Set problem :: Copy the records below word for word, from the line with "on the shadowed" up to and including the line with "0, 448, 1024, 768".

Detection records

============

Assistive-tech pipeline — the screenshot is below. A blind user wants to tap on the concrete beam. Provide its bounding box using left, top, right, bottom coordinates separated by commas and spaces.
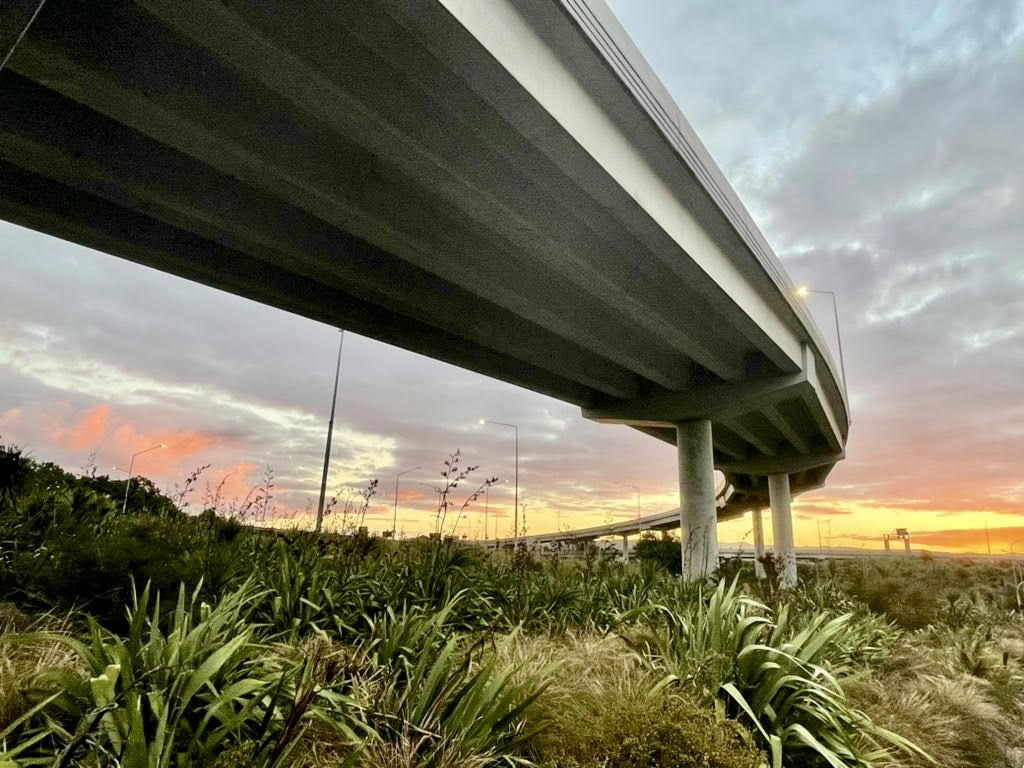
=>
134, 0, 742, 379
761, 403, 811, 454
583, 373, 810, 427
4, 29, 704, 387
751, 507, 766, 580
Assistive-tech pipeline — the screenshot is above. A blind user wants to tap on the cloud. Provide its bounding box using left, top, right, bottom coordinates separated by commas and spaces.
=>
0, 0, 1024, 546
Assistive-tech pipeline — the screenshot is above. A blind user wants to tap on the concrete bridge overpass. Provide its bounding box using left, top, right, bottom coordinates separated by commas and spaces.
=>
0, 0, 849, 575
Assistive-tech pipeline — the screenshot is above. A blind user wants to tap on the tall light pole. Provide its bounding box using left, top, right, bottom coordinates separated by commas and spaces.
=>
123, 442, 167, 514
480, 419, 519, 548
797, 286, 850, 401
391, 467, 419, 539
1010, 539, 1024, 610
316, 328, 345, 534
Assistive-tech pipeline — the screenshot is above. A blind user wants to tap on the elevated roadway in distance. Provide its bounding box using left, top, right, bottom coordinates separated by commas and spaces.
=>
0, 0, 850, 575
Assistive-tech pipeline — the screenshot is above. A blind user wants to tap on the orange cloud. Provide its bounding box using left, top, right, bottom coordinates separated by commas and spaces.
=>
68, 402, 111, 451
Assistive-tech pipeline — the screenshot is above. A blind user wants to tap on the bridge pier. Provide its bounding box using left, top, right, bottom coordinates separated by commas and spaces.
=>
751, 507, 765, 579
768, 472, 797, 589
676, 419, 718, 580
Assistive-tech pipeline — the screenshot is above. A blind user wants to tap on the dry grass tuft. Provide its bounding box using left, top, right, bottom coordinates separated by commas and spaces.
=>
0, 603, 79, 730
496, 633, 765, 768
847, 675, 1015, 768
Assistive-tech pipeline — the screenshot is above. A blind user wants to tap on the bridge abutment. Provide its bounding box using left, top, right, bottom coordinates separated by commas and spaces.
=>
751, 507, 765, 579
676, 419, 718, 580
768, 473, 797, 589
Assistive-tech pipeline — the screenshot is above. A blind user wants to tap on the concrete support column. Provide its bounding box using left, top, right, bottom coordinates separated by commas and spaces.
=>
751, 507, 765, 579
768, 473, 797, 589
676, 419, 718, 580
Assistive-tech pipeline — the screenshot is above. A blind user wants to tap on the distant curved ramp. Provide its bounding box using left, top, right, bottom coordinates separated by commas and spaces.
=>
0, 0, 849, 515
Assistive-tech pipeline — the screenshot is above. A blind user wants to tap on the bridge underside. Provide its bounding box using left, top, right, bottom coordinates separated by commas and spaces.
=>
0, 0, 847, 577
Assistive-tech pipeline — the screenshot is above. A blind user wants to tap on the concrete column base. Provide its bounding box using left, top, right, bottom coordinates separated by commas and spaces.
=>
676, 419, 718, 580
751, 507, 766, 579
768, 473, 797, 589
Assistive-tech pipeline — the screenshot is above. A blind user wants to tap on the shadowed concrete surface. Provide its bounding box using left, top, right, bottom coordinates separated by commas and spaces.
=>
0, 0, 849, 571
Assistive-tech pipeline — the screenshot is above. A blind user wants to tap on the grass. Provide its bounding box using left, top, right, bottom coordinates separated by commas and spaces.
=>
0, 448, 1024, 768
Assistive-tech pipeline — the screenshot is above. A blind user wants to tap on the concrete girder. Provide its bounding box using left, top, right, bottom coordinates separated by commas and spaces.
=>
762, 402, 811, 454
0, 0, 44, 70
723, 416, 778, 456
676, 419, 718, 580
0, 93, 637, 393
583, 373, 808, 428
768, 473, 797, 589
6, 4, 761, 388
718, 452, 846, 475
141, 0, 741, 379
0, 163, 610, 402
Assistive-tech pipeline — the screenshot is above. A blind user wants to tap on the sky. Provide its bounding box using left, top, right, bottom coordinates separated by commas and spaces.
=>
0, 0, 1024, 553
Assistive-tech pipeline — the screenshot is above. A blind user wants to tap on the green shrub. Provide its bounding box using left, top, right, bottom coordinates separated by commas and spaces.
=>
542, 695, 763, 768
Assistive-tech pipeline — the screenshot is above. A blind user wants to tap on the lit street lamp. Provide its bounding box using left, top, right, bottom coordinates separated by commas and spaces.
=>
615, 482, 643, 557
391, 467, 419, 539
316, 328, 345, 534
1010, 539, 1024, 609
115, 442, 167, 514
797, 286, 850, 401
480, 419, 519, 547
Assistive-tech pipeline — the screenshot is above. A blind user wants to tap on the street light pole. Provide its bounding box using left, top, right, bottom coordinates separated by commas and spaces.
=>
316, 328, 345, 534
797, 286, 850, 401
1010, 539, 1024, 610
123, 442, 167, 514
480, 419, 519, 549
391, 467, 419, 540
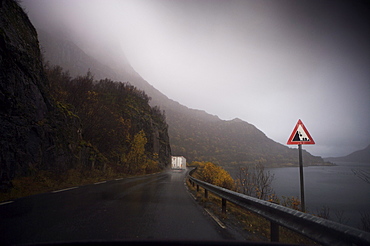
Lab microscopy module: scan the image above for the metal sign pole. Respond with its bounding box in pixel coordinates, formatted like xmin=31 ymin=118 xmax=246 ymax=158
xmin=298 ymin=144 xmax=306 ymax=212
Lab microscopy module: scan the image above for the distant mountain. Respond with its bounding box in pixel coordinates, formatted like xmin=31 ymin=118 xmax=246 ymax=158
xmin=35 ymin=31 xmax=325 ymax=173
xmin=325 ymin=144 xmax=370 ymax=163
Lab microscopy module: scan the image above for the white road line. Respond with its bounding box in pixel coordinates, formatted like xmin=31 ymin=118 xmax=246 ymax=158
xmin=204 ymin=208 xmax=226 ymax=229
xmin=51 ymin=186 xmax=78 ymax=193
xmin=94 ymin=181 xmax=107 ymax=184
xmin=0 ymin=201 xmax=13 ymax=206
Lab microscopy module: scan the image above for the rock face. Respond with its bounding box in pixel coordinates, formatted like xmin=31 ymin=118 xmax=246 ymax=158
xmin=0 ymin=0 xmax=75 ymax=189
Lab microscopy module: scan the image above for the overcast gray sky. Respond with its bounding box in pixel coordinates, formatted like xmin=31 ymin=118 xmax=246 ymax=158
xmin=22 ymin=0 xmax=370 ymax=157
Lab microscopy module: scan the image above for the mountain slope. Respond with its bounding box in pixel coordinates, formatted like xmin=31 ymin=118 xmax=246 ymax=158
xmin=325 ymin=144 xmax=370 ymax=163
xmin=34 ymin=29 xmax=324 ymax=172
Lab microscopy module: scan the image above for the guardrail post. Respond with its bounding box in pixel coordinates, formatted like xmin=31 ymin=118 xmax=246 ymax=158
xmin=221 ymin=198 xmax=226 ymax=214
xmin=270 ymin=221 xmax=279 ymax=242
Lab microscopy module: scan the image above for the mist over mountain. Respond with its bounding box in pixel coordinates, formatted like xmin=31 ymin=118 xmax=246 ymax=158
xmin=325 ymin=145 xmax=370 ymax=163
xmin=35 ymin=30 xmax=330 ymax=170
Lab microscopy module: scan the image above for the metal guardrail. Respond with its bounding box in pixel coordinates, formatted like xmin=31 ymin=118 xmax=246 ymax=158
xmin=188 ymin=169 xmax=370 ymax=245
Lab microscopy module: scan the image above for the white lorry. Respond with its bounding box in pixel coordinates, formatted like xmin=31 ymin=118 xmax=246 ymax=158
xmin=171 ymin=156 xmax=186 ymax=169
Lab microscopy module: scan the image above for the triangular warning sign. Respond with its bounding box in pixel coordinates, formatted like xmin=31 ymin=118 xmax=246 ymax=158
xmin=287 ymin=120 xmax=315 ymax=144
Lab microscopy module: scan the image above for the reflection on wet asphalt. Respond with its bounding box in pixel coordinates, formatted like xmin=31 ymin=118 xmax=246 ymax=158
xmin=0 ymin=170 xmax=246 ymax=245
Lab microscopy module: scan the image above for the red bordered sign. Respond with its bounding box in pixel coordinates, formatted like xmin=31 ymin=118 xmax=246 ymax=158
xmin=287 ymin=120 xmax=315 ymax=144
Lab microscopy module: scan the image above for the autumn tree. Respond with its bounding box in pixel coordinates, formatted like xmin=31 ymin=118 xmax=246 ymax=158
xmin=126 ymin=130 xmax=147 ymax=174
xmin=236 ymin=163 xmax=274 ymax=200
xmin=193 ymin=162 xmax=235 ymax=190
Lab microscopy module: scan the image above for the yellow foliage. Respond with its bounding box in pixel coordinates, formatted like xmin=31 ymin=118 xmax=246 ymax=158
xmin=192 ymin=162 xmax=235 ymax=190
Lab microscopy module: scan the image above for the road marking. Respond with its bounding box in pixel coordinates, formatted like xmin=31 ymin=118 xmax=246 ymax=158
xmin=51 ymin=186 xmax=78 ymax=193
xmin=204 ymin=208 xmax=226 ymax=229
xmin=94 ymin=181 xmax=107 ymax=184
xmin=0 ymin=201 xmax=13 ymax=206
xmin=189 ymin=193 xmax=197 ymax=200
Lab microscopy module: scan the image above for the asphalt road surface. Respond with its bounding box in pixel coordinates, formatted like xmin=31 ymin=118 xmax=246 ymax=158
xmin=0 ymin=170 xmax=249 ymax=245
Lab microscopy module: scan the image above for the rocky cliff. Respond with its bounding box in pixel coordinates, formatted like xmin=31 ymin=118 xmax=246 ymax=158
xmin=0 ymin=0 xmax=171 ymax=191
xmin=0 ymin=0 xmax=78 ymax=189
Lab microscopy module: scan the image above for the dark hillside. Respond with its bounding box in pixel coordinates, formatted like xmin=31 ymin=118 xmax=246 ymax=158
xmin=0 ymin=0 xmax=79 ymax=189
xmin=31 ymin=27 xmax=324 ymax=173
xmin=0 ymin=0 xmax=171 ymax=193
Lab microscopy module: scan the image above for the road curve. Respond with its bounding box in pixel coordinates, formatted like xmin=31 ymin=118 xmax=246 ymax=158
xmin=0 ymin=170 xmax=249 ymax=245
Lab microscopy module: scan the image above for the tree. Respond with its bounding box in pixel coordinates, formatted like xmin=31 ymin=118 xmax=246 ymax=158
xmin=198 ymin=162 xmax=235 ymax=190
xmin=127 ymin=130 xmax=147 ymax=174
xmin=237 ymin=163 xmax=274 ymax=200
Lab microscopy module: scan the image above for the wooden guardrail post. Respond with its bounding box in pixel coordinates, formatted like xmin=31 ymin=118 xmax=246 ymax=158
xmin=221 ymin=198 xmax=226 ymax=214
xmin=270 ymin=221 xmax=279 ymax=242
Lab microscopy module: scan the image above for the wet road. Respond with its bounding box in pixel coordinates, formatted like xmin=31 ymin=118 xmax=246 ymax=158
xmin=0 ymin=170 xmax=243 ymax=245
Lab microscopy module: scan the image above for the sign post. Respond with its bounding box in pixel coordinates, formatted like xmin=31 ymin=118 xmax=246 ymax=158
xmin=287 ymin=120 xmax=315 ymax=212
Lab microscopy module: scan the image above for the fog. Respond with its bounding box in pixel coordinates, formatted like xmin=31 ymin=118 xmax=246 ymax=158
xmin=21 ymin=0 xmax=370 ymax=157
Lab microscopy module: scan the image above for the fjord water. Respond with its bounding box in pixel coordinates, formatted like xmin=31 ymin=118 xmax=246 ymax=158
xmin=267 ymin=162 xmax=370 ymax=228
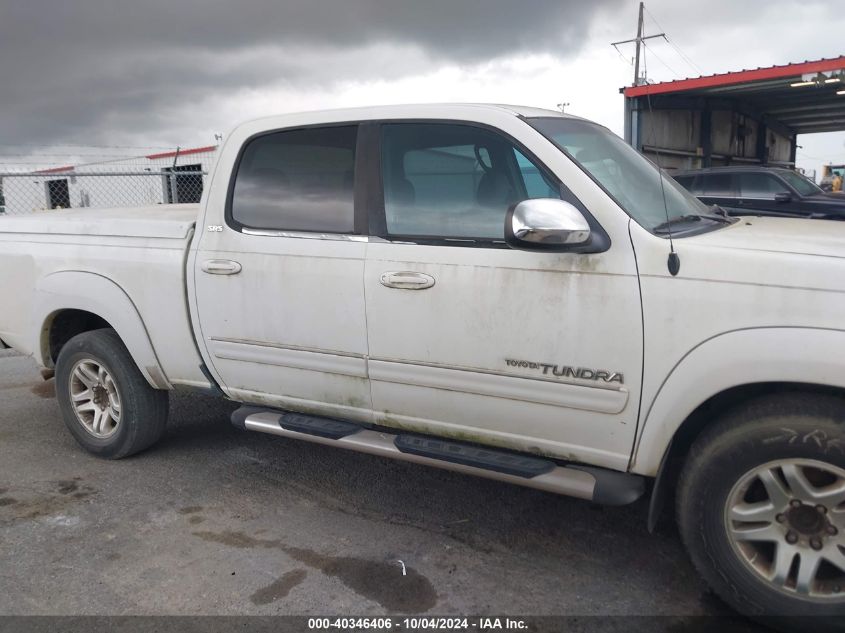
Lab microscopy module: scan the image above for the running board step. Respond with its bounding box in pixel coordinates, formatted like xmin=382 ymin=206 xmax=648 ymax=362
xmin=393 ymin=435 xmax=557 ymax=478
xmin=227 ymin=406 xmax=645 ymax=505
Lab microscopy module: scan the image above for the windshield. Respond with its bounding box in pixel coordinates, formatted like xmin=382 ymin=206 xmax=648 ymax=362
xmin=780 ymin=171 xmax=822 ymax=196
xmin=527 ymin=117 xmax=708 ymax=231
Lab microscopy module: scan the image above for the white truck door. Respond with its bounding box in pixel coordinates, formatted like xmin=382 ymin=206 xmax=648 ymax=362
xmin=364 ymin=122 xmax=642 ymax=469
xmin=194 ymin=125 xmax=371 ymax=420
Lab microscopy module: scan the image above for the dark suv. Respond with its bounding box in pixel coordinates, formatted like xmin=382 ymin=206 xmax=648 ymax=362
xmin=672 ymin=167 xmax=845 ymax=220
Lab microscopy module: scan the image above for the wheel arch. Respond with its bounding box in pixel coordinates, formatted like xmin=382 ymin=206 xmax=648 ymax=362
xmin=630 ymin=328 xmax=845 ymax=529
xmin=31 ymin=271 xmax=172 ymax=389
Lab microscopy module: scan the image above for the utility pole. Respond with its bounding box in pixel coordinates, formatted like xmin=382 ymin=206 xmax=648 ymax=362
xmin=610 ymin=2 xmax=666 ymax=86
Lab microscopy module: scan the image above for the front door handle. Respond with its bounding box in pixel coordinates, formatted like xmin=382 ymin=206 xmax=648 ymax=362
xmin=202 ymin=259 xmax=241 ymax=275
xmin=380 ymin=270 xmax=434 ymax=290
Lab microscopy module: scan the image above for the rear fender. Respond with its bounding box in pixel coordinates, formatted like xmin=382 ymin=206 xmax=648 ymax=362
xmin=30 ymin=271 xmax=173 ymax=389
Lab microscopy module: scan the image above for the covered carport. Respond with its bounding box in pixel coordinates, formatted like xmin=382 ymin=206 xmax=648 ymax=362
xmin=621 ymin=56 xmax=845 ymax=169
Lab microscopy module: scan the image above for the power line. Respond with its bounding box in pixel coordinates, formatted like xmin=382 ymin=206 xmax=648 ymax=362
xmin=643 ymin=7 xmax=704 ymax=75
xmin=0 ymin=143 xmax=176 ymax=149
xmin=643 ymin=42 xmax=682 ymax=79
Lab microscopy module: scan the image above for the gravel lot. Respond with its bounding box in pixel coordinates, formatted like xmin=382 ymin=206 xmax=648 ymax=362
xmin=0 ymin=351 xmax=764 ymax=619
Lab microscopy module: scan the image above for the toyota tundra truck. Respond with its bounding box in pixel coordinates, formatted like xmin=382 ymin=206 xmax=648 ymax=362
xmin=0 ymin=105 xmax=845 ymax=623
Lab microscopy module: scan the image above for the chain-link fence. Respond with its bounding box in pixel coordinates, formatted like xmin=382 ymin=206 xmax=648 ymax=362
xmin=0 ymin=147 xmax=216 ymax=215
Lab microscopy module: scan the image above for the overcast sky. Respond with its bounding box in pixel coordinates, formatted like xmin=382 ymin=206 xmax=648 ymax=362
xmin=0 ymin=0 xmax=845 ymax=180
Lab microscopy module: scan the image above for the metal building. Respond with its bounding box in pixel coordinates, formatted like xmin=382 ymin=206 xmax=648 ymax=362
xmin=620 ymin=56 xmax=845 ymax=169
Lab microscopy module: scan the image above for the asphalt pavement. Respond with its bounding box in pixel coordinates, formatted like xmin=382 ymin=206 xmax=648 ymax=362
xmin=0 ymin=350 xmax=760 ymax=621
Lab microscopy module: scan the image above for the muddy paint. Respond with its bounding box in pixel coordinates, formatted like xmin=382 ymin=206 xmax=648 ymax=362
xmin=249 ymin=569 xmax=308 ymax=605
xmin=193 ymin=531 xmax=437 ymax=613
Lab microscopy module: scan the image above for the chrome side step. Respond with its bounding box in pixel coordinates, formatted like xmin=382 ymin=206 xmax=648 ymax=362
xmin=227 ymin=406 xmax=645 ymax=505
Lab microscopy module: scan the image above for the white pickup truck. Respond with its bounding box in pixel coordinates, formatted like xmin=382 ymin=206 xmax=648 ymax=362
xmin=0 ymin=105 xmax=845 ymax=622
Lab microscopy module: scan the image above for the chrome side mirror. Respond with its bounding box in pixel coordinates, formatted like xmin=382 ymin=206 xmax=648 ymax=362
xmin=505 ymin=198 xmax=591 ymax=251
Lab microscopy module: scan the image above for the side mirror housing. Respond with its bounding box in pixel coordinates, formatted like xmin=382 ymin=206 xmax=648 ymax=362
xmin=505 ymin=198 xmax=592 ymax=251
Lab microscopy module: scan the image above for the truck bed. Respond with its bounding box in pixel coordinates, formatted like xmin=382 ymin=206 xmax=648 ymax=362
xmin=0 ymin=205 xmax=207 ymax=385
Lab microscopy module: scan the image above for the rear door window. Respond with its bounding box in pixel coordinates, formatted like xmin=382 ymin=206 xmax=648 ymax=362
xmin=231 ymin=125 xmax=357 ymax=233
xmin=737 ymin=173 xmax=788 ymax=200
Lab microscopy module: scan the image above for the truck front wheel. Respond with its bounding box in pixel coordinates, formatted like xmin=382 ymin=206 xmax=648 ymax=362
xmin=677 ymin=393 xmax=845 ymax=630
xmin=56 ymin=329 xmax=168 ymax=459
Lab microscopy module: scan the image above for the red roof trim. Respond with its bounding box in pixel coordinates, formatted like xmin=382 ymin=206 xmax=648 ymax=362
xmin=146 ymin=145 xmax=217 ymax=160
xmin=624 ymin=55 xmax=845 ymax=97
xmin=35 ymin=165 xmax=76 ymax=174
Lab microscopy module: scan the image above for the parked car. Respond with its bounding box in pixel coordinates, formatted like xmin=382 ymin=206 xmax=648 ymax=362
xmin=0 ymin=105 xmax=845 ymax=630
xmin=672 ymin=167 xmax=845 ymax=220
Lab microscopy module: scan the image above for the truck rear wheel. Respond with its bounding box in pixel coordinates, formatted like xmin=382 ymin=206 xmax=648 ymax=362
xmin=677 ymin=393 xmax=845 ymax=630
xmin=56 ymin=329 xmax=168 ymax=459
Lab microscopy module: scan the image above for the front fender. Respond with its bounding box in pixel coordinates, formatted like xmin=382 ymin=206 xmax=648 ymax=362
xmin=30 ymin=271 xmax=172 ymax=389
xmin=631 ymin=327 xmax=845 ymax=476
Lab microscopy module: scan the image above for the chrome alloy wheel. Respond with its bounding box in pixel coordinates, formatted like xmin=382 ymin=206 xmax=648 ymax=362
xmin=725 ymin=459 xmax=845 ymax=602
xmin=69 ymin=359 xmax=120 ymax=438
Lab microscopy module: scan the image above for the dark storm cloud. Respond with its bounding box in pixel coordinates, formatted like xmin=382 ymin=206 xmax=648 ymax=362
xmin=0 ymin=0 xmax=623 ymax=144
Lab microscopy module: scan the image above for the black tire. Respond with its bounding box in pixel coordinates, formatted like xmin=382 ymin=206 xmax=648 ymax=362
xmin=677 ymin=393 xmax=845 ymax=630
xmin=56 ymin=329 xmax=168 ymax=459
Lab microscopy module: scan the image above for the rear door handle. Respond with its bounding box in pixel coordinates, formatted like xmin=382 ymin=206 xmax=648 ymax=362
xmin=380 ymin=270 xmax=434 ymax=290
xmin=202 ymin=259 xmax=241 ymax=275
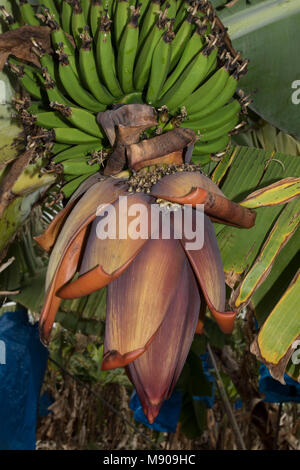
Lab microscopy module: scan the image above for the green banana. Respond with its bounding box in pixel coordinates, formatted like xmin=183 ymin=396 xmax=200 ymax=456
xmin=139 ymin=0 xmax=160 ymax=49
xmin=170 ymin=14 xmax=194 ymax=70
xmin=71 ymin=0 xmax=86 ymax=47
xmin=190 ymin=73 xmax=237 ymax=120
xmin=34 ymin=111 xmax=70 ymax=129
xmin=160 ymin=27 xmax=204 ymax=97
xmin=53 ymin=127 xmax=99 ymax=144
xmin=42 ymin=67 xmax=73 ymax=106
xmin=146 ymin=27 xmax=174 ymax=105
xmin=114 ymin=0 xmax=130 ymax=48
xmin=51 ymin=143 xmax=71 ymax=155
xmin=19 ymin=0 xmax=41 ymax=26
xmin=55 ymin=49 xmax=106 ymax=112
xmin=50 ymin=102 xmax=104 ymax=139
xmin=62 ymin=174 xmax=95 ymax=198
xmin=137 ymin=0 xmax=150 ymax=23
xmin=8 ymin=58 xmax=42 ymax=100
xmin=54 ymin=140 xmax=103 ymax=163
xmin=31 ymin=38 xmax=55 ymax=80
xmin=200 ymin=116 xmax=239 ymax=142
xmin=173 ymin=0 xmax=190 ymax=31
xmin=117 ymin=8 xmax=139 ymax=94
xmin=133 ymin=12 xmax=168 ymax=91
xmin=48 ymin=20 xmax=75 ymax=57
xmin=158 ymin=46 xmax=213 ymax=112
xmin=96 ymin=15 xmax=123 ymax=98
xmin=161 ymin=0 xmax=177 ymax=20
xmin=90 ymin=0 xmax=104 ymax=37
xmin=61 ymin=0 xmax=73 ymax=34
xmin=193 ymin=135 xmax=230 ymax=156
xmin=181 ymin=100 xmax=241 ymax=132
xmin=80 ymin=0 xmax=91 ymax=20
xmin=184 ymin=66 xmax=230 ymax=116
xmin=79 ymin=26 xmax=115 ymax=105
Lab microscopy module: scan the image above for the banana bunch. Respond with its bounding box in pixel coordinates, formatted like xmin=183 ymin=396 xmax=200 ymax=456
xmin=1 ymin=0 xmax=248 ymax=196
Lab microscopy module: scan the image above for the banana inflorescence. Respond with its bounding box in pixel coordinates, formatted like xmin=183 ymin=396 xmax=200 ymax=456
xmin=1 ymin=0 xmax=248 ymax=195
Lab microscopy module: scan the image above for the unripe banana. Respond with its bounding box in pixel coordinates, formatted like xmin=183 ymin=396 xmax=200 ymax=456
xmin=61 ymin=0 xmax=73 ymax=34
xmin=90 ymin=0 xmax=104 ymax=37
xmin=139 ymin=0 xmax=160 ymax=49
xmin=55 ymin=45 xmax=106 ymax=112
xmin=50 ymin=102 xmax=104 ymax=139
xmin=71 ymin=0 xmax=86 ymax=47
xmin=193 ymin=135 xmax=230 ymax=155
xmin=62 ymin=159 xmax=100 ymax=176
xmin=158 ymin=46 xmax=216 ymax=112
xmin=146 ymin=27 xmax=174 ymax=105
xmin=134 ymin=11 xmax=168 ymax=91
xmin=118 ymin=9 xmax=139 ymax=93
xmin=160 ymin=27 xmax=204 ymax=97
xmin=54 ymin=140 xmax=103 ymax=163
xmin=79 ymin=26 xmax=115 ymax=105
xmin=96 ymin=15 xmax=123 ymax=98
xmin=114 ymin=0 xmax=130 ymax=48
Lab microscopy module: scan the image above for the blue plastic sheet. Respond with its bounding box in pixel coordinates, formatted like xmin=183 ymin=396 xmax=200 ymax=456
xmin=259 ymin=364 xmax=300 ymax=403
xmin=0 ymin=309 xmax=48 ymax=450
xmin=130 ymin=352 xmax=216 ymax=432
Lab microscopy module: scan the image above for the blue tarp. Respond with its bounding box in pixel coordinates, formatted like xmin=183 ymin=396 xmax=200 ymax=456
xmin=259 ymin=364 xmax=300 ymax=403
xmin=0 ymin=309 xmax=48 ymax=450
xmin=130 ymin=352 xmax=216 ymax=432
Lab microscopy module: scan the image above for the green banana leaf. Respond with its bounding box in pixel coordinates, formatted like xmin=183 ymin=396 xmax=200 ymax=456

============

Result below ::
Assistive-tech pipeline — the screenshot is above. A blind user wants to tap on the shadowed concrete surface. Provide its bounding box using left, top, right, bottom coordinates separated by commas and spaces.
=>
0, 0, 849, 571
Assistive-tech pipeline — the screenshot is above. A blind user wants to tap on the grass. Provide its bounding box using left, top, right, bottom coordinates separated by commas and spaces.
=>
0, 448, 1024, 768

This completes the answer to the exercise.